GIVEN REQUEST:
Copy out the lines that follow, keeping every character as it is.

-- start RECORD SET --

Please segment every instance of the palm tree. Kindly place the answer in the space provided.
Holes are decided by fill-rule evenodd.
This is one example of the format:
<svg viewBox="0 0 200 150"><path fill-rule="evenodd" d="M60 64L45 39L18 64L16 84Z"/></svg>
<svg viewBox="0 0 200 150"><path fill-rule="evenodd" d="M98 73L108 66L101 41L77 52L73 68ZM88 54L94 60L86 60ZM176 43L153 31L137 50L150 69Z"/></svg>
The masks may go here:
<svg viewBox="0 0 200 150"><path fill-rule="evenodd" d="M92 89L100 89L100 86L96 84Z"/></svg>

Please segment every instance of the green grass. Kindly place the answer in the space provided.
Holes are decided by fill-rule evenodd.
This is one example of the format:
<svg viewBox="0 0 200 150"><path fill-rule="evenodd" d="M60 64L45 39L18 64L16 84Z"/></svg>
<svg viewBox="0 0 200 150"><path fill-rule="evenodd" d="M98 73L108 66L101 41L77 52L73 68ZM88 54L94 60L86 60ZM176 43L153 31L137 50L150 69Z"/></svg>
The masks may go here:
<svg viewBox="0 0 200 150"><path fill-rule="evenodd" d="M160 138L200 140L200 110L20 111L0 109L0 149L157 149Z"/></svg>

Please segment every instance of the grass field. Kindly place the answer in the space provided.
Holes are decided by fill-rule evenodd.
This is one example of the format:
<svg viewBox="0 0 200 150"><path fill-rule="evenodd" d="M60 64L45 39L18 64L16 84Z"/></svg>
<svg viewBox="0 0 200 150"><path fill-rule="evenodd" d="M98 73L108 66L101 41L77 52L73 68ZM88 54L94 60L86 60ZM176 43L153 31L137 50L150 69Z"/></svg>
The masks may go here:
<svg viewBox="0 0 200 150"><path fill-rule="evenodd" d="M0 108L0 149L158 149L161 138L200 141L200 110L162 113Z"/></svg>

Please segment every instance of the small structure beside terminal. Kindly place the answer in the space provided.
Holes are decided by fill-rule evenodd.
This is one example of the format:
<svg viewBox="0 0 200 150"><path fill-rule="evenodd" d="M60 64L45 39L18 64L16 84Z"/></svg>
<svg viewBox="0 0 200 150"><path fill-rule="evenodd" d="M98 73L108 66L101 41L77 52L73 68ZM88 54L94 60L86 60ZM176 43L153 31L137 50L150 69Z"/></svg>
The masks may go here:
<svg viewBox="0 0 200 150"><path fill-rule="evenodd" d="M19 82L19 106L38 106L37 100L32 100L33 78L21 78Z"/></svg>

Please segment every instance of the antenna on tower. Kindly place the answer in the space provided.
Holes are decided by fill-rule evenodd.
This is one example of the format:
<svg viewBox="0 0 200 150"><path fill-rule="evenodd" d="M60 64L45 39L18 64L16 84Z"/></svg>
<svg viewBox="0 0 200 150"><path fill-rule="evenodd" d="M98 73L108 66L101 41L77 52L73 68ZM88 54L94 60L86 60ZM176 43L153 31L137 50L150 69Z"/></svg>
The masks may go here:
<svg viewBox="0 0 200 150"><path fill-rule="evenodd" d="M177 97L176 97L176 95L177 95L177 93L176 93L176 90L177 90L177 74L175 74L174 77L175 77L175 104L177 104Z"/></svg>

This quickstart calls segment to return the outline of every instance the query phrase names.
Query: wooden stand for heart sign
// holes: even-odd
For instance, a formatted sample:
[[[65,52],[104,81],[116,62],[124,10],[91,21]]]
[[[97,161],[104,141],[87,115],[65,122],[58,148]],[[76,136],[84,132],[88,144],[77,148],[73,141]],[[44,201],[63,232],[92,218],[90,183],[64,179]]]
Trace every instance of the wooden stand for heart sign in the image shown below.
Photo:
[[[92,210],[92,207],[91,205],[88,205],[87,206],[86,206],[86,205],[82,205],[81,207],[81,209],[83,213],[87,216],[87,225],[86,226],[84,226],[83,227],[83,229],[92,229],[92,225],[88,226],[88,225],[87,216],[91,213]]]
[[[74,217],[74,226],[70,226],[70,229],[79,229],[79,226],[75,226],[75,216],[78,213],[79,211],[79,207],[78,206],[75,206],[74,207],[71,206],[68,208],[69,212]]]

-- end RECORD SET --

FINISHED ANSWER:
Please segment every instance of the palm tree. Kindly place the answer in the space provided.
Holes are decided by fill-rule evenodd.
This is one example of the format:
<svg viewBox="0 0 200 150"><path fill-rule="evenodd" d="M60 64L45 39L18 64L16 84Z"/></svg>
<svg viewBox="0 0 200 150"><path fill-rule="evenodd" d="M98 73L108 66L101 41L77 52L73 68ZM88 54L94 60L86 60ZM176 43L153 31L137 50L150 69Z"/></svg>
The masks may go here:
<svg viewBox="0 0 200 150"><path fill-rule="evenodd" d="M92 89L100 89L100 86L96 84Z"/></svg>

Please segment every instance of the green grass. Kindly place the answer in the space provided.
Holes are decided by fill-rule evenodd.
This is one example of the format:
<svg viewBox="0 0 200 150"><path fill-rule="evenodd" d="M60 64L45 39L18 64L16 84Z"/></svg>
<svg viewBox="0 0 200 150"><path fill-rule="evenodd" d="M98 73L108 66L101 41L77 52L73 68ZM88 54L94 60L86 60ZM176 43L153 31L137 50L150 69Z"/></svg>
The masks may go here:
<svg viewBox="0 0 200 150"><path fill-rule="evenodd" d="M160 138L200 140L200 110L20 111L0 109L0 149L157 149Z"/></svg>

Please segment every instance of the grass field. Kindly place the answer in the space provided.
Holes are decided by fill-rule evenodd.
This is one example of the format:
<svg viewBox="0 0 200 150"><path fill-rule="evenodd" d="M60 64L45 39L18 64L16 84Z"/></svg>
<svg viewBox="0 0 200 150"><path fill-rule="evenodd" d="M98 73L108 66L101 41L77 52L73 68ZM88 54L94 60L86 60ZM176 43L153 31L137 50L150 69Z"/></svg>
The masks may go here:
<svg viewBox="0 0 200 150"><path fill-rule="evenodd" d="M0 108L0 149L158 149L161 138L200 141L200 110L162 113Z"/></svg>

Please segment every instance of the small structure beside terminal. Kindly place the answer in the space provided.
Holes are decided by fill-rule evenodd.
This is one example of the format:
<svg viewBox="0 0 200 150"><path fill-rule="evenodd" d="M60 64L45 39L18 64L16 84Z"/></svg>
<svg viewBox="0 0 200 150"><path fill-rule="evenodd" d="M98 73L108 66L101 41L77 52L73 68ZM88 54L94 60L86 60ZM176 43L153 31L137 50L150 69Z"/></svg>
The masks may go here:
<svg viewBox="0 0 200 150"><path fill-rule="evenodd" d="M19 82L19 106L38 106L37 100L32 100L33 78L21 78Z"/></svg>

Please segment every instance of the antenna on tower. Kindly place the answer in the space provided.
Holes are decided by fill-rule evenodd.
This is one example of the format:
<svg viewBox="0 0 200 150"><path fill-rule="evenodd" d="M60 64L45 39L18 64L16 84Z"/></svg>
<svg viewBox="0 0 200 150"><path fill-rule="evenodd" d="M98 73L108 66L101 41L77 52L73 68ZM88 54L94 60L86 60ZM176 43L153 31L137 50L150 69Z"/></svg>
The masks may go here:
<svg viewBox="0 0 200 150"><path fill-rule="evenodd" d="M177 97L176 97L176 95L177 95L177 93L176 93L176 90L177 90L177 74L175 74L174 77L175 77L175 104L177 104Z"/></svg>

This quickstart calls segment to return the outline of every instance the query phrase names.
Query: wooden stand for heart sign
// holes: even-odd
For instance, a formatted sample:
[[[65,52],[104,81],[116,62],[124,10],[91,21]]]
[[[97,161],[104,141],[87,115],[65,122],[58,148]],[[76,136],[84,132],[88,144],[77,148],[73,141]],[[44,201],[63,232],[92,218],[90,183],[64,179]]]
Trace every instance of the wooden stand for heart sign in the image shown below.
Photo:
[[[92,210],[92,207],[91,205],[88,205],[87,206],[86,206],[86,205],[82,205],[81,207],[81,209],[83,213],[87,216],[87,225],[86,226],[84,226],[83,227],[83,229],[92,229],[92,225],[88,226],[88,225],[87,216],[91,213]]]
[[[74,217],[74,226],[70,226],[70,229],[79,229],[79,226],[75,226],[75,216],[78,213],[79,211],[79,207],[78,206],[75,206],[74,207],[71,206],[68,208],[69,212]]]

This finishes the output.